SOURCE RECORDS:
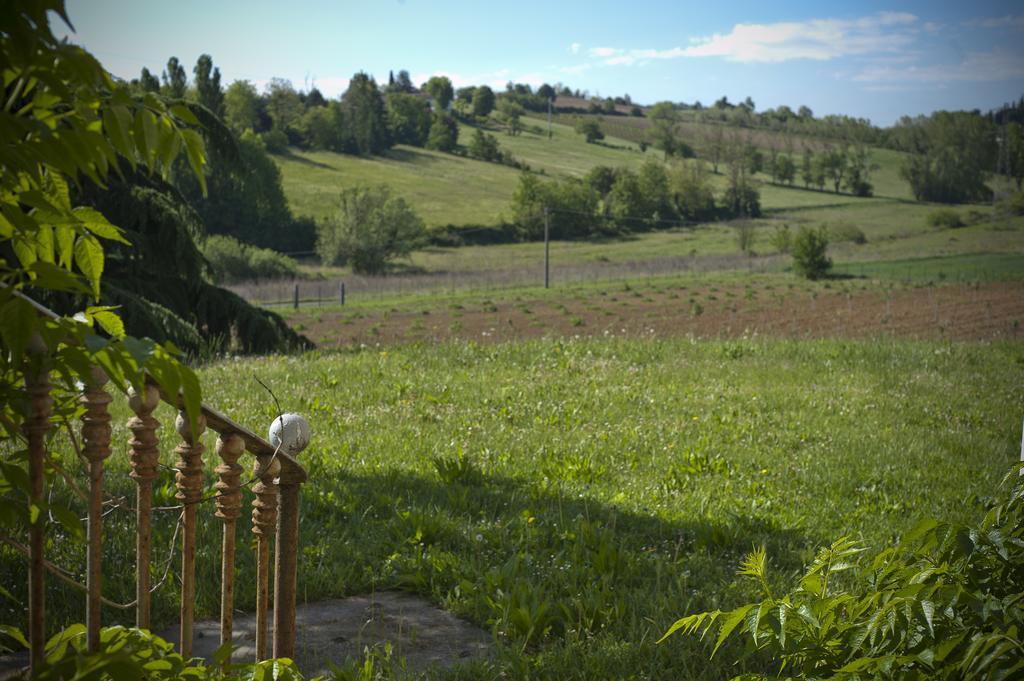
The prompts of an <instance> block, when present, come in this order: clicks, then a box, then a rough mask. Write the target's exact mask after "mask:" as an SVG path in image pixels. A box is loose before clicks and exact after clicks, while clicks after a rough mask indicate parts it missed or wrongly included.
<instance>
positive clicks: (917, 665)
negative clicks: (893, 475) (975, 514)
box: [662, 467, 1024, 680]
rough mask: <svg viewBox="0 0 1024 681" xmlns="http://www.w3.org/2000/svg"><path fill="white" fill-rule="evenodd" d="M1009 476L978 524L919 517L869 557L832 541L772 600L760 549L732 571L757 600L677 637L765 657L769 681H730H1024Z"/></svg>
mask: <svg viewBox="0 0 1024 681" xmlns="http://www.w3.org/2000/svg"><path fill="white" fill-rule="evenodd" d="M1020 470H1021V467H1017V468H1015V469H1014V471H1012V472H1011V473H1010V474H1008V476H1007V478H1006V479H1005V480H1004V485H1006V484H1008V483H1009V481H1010V480H1012V481H1013V487H1012V491H1011V493H1010V497H1009V500H1008V501H1007V502H1006V503H1004V504H1001V505H997V506H993V507H992V508H991V509H990V510H989V511H988V512H987V513H986V515H985V517H984V519H983V520H982V521H981V522H980V523H979V524H977V525H976V526H967V525H958V524H953V523H946V522H940V521H938V520H925V521H923V522H921V523H920V524H919V525H918V526H916V527H915V528H914V529H913V530H911V531H910V533H909V534H908V535H907V536H906V537H905V538H903V540H902V541H901V542H900V543H899V544H898V545H896V546H894V547H890V548H888V549H885V550H883V551H882V552H880V553H878V554H877V555H874V556H873V558H871V559H869V560H866V559H864V558H863V555H864V554H865V553H866V549H865V548H864V547H863V546H861V545H859V544H858V543H857V542H853V541H851V540H848V539H841V540H839V541H838V542H836V543H834V544H833V545H831V546H829V547H828V548H826V549H823V550H821V551H820V552H819V553H818V556H817V558H816V559H815V560H814V562H813V563H812V564H811V566H810V568H809V569H808V570H807V573H806V574H804V577H803V578H802V579H801V580H800V585H799V586H798V587H797V588H796V589H795V590H794V591H792V592H791V593H788V594H785V595H782V596H779V597H776V596H775V595H773V594H772V592H771V589H770V588H769V586H768V580H767V556H766V554H765V550H764V549H763V548H761V549H757V550H755V551H754V552H752V553H751V554H750V555H749V556H746V558H745V559H744V560H743V563H742V565H741V568H740V570H739V573H740V574H743V576H749V577H752V578H754V579H755V580H757V581H758V583H759V584H760V586H761V589H762V591H763V592H764V595H765V598H764V600H762V601H760V602H757V603H748V604H745V605H742V606H740V607H737V608H736V609H734V610H730V611H721V610H713V611H709V612H700V613H697V614H691V615H688V616H686V618H683V619H682V620H679V621H678V622H676V623H675V624H674V625H673V626H672V627H671V628H670V629H669V631H668V632H666V634H665V636H663V637H662V640H663V641H664V640H665V639H666V638H668V637H669V636H671V635H673V634H675V633H676V632H679V631H682V632H683V633H685V634H699V635H700V637H701V638H702V637H705V636H707V635H709V634H711V633H712V632H713V630H716V631H717V632H718V636H717V639H716V642H715V647H714V649H713V650H712V656H714V655H715V653H716V652H718V649H719V648H720V647H721V646H722V644H723V643H724V642H725V641H726V639H728V638H729V637H730V636H733V635H734V636H735V637H738V638H742V639H744V642H745V651H744V656H749V655H752V654H754V653H758V652H762V653H767V654H769V655H770V656H771V657H772V658H773V662H774V665H775V666H776V669H775V671H774V672H772V673H762V674H744V675H741V676H739V677H736V678H739V679H769V678H799V679H858V678H882V679H918V678H929V679H964V678H971V679H993V680H994V679H1011V678H1021V675H1022V674H1024V631H1022V629H1024V482H1022V481H1021V480H1022V479H1024V478H1021V477H1020V476H1019V475H1018V473H1019V471H1020Z"/></svg>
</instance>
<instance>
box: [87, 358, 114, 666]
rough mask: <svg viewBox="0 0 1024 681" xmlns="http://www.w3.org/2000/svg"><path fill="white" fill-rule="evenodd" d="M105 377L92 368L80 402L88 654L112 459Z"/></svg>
mask: <svg viewBox="0 0 1024 681" xmlns="http://www.w3.org/2000/svg"><path fill="white" fill-rule="evenodd" d="M106 380H108V379H106V374H104V373H103V372H102V370H100V369H98V368H93V370H92V375H91V376H90V377H89V381H88V382H87V383H86V385H85V391H84V392H83V393H82V396H81V397H79V402H80V403H82V405H83V406H84V407H85V414H84V415H82V454H83V455H84V456H85V458H86V459H87V460H88V461H89V553H88V557H87V561H86V563H87V569H86V588H87V591H88V596H87V597H86V601H85V623H86V628H87V630H88V641H89V650H90V651H91V652H96V651H97V650H99V627H100V608H101V599H102V579H103V578H102V548H103V460H104V459H106V457H109V456H111V415H110V414H109V413H108V411H106V406H108V405H110V403H111V401H112V400H113V399H114V398H113V397H112V396H111V394H110V393H109V392H106V390H104V389H103V386H104V385H105V384H106Z"/></svg>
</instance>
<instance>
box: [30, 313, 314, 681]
mask: <svg viewBox="0 0 1024 681" xmlns="http://www.w3.org/2000/svg"><path fill="white" fill-rule="evenodd" d="M33 304H34V305H35V306H36V308H37V310H39V312H40V313H41V314H45V315H48V316H52V317H55V316H56V315H55V314H54V313H53V312H51V311H50V310H48V309H46V308H44V307H42V306H40V305H38V304H36V303H33ZM30 351H33V352H35V353H37V354H39V353H45V352H46V351H47V350H46V348H45V347H43V346H42V344H41V343H40V342H39V341H38V339H35V342H34V343H33V345H32V347H31V348H30ZM106 383H108V378H106V376H105V375H104V374H103V372H102V371H101V370H100V369H98V368H95V369H93V371H92V375H91V379H90V380H89V381H88V382H86V384H85V386H84V388H83V390H82V394H81V396H80V398H79V401H80V402H81V405H82V406H83V408H84V410H85V413H84V415H83V416H82V425H81V436H82V448H81V450H82V454H83V456H84V458H85V459H86V460H87V461H88V467H89V491H88V500H89V515H88V536H87V546H88V548H87V567H86V585H85V590H86V593H87V596H86V615H85V619H86V628H87V632H88V634H87V635H88V645H89V649H90V650H92V651H95V650H98V648H99V632H100V627H101V624H102V623H101V619H100V606H101V603H102V602H103V598H102V584H101V582H102V565H101V547H102V523H103V473H104V469H103V462H104V461H105V460H106V458H108V457H110V455H111V435H112V428H111V416H110V413H109V411H108V406H109V405H110V402H111V401H112V400H113V397H112V396H111V394H110V393H109V392H108V390H106V389H105V385H106ZM26 384H27V385H26V388H27V393H28V397H29V409H30V414H29V416H28V419H27V420H26V423H25V426H24V429H25V434H26V436H27V438H28V440H29V448H28V449H29V478H30V497H31V503H33V504H34V505H35V507H36V508H42V507H43V501H44V475H43V470H44V465H45V461H46V435H47V433H48V432H49V430H50V429H51V427H52V423H51V419H50V416H51V412H52V397H51V394H50V390H51V384H50V380H49V374H48V373H47V372H46V371H45V370H43V371H40V372H39V373H36V374H34V375H31V376H29V377H28V379H27V381H26ZM161 401H164V402H167V403H169V405H171V406H172V407H173V408H174V409H176V410H178V414H177V418H176V421H175V428H176V430H177V433H178V435H179V436H180V443H179V444H178V445H177V446H176V448H175V450H174V452H175V454H176V455H177V462H176V464H175V468H176V469H177V475H176V484H177V495H176V498H177V499H178V500H179V501H180V503H181V507H182V509H181V510H182V520H181V536H182V540H181V573H180V580H181V603H180V605H181V620H180V651H181V654H182V655H183V656H185V657H188V656H190V655H191V647H193V625H194V616H195V611H194V607H195V601H196V530H197V525H198V514H199V512H200V508H201V506H202V504H201V503H202V502H203V501H206V500H208V499H212V500H213V501H214V502H215V506H216V512H215V514H214V515H215V516H216V517H218V518H220V519H221V520H222V522H223V537H222V542H221V598H220V640H221V643H225V642H228V641H230V640H231V635H232V611H233V601H234V549H236V542H237V540H236V527H234V523H236V520H237V519H238V518H239V516H240V515H241V514H242V506H243V486H244V485H243V484H242V482H241V478H242V473H243V471H244V470H245V469H244V467H243V466H242V465H240V464H239V460H240V459H241V458H242V456H243V455H244V454H245V453H247V452H248V453H249V454H251V455H253V457H254V458H255V462H254V465H253V479H254V480H256V484H255V485H254V486H253V493H254V495H255V498H254V500H253V502H252V507H253V511H252V530H253V534H254V535H255V536H256V659H257V661H261V659H265V658H267V656H268V655H267V651H268V643H269V641H270V639H269V633H268V624H269V622H268V612H269V605H270V603H269V581H270V543H271V536H274V541H273V544H274V577H273V585H274V592H273V629H272V632H273V639H272V646H273V647H272V656H274V657H294V655H295V601H296V584H297V569H298V564H297V555H298V553H299V550H298V549H299V547H298V542H299V494H300V488H301V485H302V483H303V482H305V481H306V472H305V470H304V469H303V468H302V466H300V465H299V463H298V462H297V461H296V457H297V456H298V454H299V453H300V452H301V451H302V450H303V449H304V448H305V445H306V444H307V442H308V426H307V425H306V424H305V422H304V421H303V420H302V419H301V417H298V416H296V415H283V416H282V417H279V419H274V423H272V424H271V438H272V439H274V441H275V443H274V444H271V443H270V442H269V441H267V440H265V439H263V438H262V437H260V436H259V435H257V434H255V433H254V432H252V431H251V430H249V429H247V428H244V427H243V426H241V425H239V424H238V423H236V422H234V421H232V420H231V419H229V418H228V417H226V416H224V415H223V414H221V413H219V412H217V411H215V410H213V409H210V408H209V407H207V406H205V405H204V406H202V408H201V416H200V418H199V419H198V423H197V429H196V430H195V431H194V430H193V428H191V426H190V424H189V421H188V419H187V418H186V417H185V414H184V411H183V402H182V401H181V398H180V396H179V395H169V394H165V393H163V392H162V391H161V390H160V388H159V387H158V385H157V384H156V382H155V381H153V380H152V379H150V378H148V377H147V380H146V383H145V385H144V388H143V389H142V390H141V391H140V392H136V391H135V390H131V391H130V392H129V398H128V403H129V406H130V408H131V410H132V411H133V412H134V414H135V416H134V417H133V418H131V419H130V420H129V422H128V428H129V429H130V430H131V432H132V436H131V439H130V440H129V446H130V448H131V474H130V475H131V477H132V478H133V479H134V480H135V482H136V502H135V513H136V531H137V536H136V551H135V561H136V562H135V569H136V599H135V601H134V607H135V612H136V614H135V625H136V626H137V627H139V628H141V629H150V626H151V611H150V597H151V593H152V592H153V591H154V587H153V586H152V585H151V581H150V564H151V540H152V515H153V480H154V479H155V478H156V476H157V468H158V465H159V459H160V448H159V439H158V436H157V433H158V429H159V427H160V423H159V422H158V421H157V419H156V418H154V412H155V411H156V409H157V407H158V406H159V405H160V402H161ZM207 428H209V429H211V430H213V431H214V432H216V433H217V435H218V437H217V444H216V449H215V452H216V455H217V457H218V458H219V460H220V465H219V466H217V468H216V470H215V472H216V474H217V477H218V480H217V482H216V484H215V485H214V490H215V493H214V494H213V495H212V497H211V496H208V495H206V493H205V492H204V483H205V476H204V461H203V455H204V452H205V449H204V446H203V443H202V442H201V439H200V438H201V436H202V435H203V433H204V431H205V430H206V429H207ZM44 533H45V529H44V525H43V523H42V522H35V523H32V525H31V529H30V544H29V549H28V553H29V562H30V564H29V643H30V667H31V668H32V670H33V671H34V672H35V671H36V670H37V669H38V668H39V667H40V665H41V664H42V662H43V659H44V644H45V641H46V638H45V635H46V628H45V581H44V580H45V577H44V576H45V572H46V570H47V568H48V567H49V563H47V562H46V561H45V557H44V552H43V548H44V545H45V536H44ZM129 605H131V604H129Z"/></svg>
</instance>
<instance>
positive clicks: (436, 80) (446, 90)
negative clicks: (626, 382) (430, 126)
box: [425, 76, 455, 114]
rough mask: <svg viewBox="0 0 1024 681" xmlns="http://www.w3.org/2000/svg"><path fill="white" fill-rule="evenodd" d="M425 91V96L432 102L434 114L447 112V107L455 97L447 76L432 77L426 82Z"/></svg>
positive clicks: (438, 76)
mask: <svg viewBox="0 0 1024 681" xmlns="http://www.w3.org/2000/svg"><path fill="white" fill-rule="evenodd" d="M425 89H426V91H427V94H429V95H430V97H431V98H432V99H433V100H434V104H435V107H434V113H435V114H439V113H441V112H445V111H447V107H449V104H450V103H451V102H452V98H453V97H454V96H455V91H454V90H453V89H452V81H451V80H449V78H447V76H434V77H432V78H431V79H430V80H428V81H427V87H426V88H425Z"/></svg>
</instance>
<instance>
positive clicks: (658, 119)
mask: <svg viewBox="0 0 1024 681" xmlns="http://www.w3.org/2000/svg"><path fill="white" fill-rule="evenodd" d="M647 118H648V119H649V120H650V124H651V128H650V134H651V137H652V138H653V141H654V144H655V145H657V147H658V148H660V150H662V151H663V152H664V153H665V158H666V159H668V158H669V157H670V156H672V155H673V154H675V153H676V141H677V133H676V124H677V123H678V122H679V114H678V112H677V111H676V107H675V104H673V103H672V102H671V101H659V102H657V103H656V104H654V105H653V107H651V109H650V111H649V112H647Z"/></svg>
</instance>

DIRECTIONS: Could you copy each line from the listing that has the word "negative" in it?

SOLUTION:
negative clicks: (893, 475) (975, 514)
negative clicks: (626, 382) (430, 126)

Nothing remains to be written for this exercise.